EXERCICES:
[a] D'après l'extrait sur Sabratha, combien de migrants les garde-côtes libyens ont-ils interceptés depuis le début de l'année ?
[b] Relevez dans l'extrait sur Sabratha tous les adjectifs qui décrivent l'enquête réclamée. Précisez qui emploie chacun d'eux.

EXTRAIT CHOISI:
Sécurité renforcée dans la ville de Sabratha

L’ONU a par ailleurs exhorté les autorités libyennes à « garantir une enquête rapide, indépendante et transparente pour traduire tous les auteurs en justice ».

Joint par InfoMigrants, un migrant sur place a décrit une ambiance « très sécuritaire » dans la ville de Sabratha. « Les forces de sécurité libyennes sont en alerte. Elles recherchent ceux qui ont fait ça », décrit-il.

« Sabratha est une petite ville, où il est difficile de se cacher. Les autorités libyennes devraient déjà avoir trouvé les trafiquants », s’étonne Refugees in Libya, qui accuse les autorités libyennes de fermer les yeux sur les passeurs qui commettent des abus.

Les membres du collectif s’inquiètent du sort de cinq Ethiopiens arrêtés par la police libyenne et soupçonnés de détenir des informations sur le drame de vendredi. « C’est absurde, dans toute la ville de Sabratha, les autorités et ses agences de sécurité prétendent n’avoir aucune information sur les tueurs mais arrêtent cinq migrants éthiopiens », a tweeté Refugees in Libya, appelant à une enquête « immédiate et claire ».

De nombreuses ONG dénoncent régulièrement les mauvais traitements infligés en Libye aux migrants qui traversent le pays pour rejoindre l’Europe.

Depuis le début de l’année, 14 157 migrants ont été interceptés par les garde-côtes libyens et ramenés en détention, selon un bilan de l’Organisation internationale pour les migrations (OIM) publié lundi dernier. Au moins 216 personnes sont mortes en tentant la traversée de la Méditerranée et 724 sont portées disparues et présumées mortes, d’après l’OIM.

DONNÉES PRÉSENTÉES:
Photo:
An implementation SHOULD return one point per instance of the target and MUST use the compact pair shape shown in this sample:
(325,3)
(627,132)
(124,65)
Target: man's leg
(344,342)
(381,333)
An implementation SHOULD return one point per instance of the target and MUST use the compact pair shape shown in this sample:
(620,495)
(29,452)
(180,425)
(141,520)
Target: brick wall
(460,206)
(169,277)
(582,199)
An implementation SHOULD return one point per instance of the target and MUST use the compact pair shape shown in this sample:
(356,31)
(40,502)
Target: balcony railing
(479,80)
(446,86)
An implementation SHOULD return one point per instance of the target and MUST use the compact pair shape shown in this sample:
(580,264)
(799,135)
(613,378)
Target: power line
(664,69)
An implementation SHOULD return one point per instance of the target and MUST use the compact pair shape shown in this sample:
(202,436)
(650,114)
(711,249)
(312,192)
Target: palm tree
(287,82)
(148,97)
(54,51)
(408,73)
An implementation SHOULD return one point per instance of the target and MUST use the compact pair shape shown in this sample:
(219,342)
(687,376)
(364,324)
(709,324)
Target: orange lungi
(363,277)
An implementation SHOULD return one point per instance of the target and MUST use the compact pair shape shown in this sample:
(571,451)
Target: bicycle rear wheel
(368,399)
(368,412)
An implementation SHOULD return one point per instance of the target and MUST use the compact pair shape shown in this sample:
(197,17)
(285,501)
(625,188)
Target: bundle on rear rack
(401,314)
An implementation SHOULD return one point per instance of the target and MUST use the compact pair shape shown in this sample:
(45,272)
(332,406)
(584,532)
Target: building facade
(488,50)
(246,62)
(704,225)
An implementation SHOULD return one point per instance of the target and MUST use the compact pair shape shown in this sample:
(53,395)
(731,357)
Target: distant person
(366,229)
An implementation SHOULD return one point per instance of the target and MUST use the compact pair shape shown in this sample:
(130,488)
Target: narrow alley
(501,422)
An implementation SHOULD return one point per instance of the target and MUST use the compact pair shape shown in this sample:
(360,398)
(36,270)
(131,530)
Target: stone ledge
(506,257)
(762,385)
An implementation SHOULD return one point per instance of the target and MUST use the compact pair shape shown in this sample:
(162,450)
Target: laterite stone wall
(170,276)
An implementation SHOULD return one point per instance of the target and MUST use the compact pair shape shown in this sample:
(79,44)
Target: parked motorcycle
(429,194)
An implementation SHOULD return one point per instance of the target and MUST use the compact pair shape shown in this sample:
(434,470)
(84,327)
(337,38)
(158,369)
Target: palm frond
...
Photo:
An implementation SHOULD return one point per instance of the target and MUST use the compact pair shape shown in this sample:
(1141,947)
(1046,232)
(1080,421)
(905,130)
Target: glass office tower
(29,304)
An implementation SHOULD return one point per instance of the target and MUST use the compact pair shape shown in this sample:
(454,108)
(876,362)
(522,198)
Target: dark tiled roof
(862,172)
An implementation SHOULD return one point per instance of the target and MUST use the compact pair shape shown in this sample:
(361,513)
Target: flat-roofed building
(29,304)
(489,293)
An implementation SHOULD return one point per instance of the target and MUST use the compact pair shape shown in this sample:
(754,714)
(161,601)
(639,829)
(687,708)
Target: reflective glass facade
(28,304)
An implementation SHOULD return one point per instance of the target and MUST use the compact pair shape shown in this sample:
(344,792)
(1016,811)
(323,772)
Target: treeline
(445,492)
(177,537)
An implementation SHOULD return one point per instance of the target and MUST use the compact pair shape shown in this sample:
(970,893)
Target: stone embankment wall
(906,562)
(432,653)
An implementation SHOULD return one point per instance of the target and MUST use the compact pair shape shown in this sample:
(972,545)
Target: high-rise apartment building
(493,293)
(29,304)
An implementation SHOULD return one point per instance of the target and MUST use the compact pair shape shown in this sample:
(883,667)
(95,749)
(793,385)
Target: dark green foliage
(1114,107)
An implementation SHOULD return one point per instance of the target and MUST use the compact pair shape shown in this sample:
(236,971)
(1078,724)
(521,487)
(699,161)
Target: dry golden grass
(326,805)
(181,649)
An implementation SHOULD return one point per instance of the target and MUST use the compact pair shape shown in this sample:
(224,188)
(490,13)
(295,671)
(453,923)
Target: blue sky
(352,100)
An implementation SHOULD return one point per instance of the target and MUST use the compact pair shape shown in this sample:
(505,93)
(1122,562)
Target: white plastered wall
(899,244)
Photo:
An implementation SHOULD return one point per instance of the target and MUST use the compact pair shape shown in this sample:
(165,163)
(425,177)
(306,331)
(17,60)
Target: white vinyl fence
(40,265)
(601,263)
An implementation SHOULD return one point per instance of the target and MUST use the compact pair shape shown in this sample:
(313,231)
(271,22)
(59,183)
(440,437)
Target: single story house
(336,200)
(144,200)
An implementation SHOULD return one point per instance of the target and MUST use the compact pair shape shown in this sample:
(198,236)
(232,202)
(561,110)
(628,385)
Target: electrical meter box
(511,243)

RÉSULTATS:
[a] Les garde-côtes libyens ont intercepté 14 157 migrants depuis le début de l'année, selon l'OIM.

[b] L'ONU emploie les adjectifs « rapide », « indépendante » et « transparente ». Refugees in Libya emploie les adjectifs « immédiate » et « claire ».